**Exercise directions:**
Find the line that contains "For each instance of the pink". Output it and every line after it to the end of the records, exactly as they appear.

-------- Dataset extract

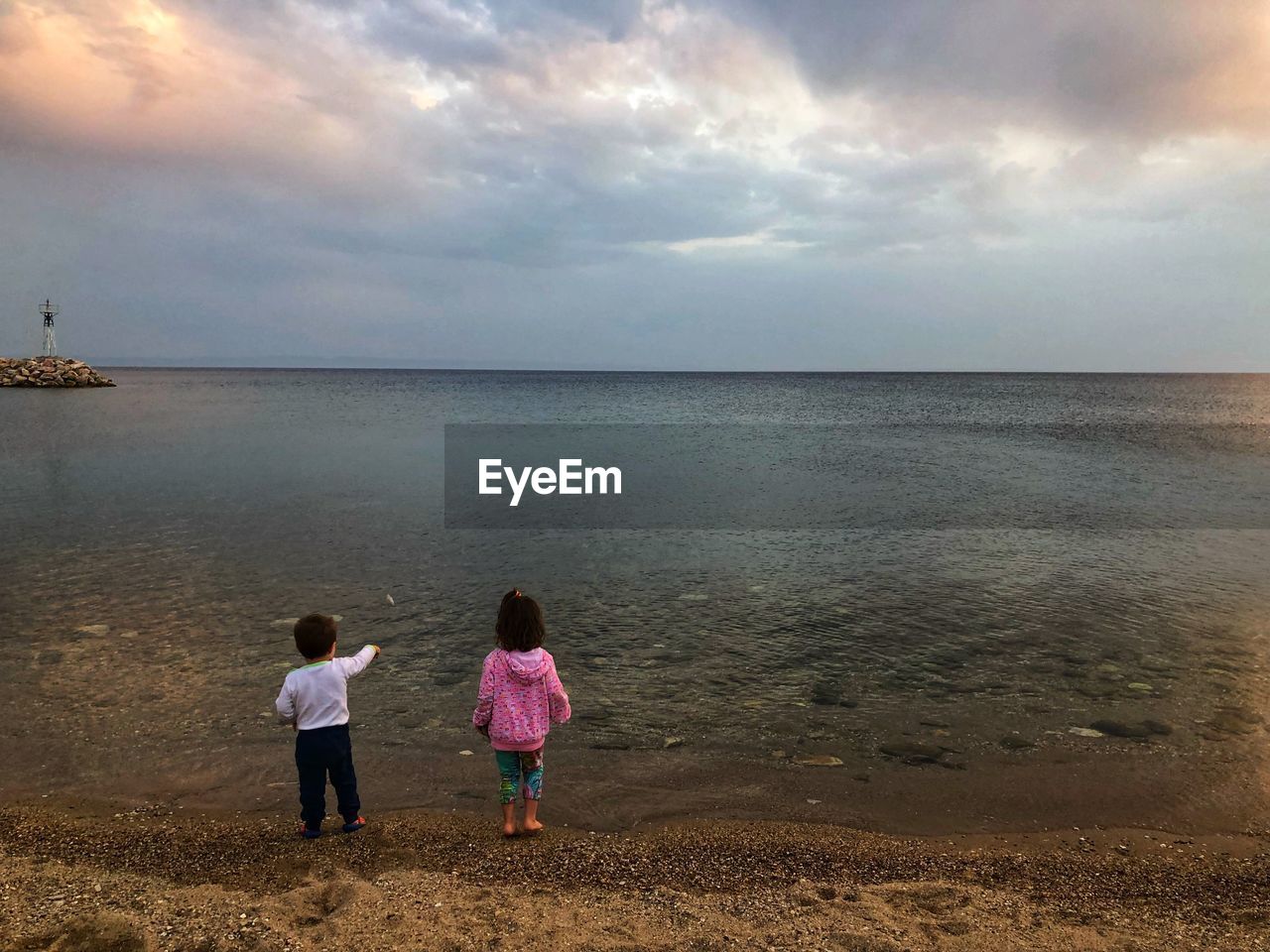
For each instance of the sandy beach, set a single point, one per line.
(151, 879)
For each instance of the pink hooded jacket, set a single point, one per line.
(520, 698)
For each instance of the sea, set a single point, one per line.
(1105, 595)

----------------

**Result for this exercise:**
For each instance of the pink hooded jacket, set a single point, one per line.
(520, 698)
For each instance of the sea, set a single point, one per line.
(1105, 595)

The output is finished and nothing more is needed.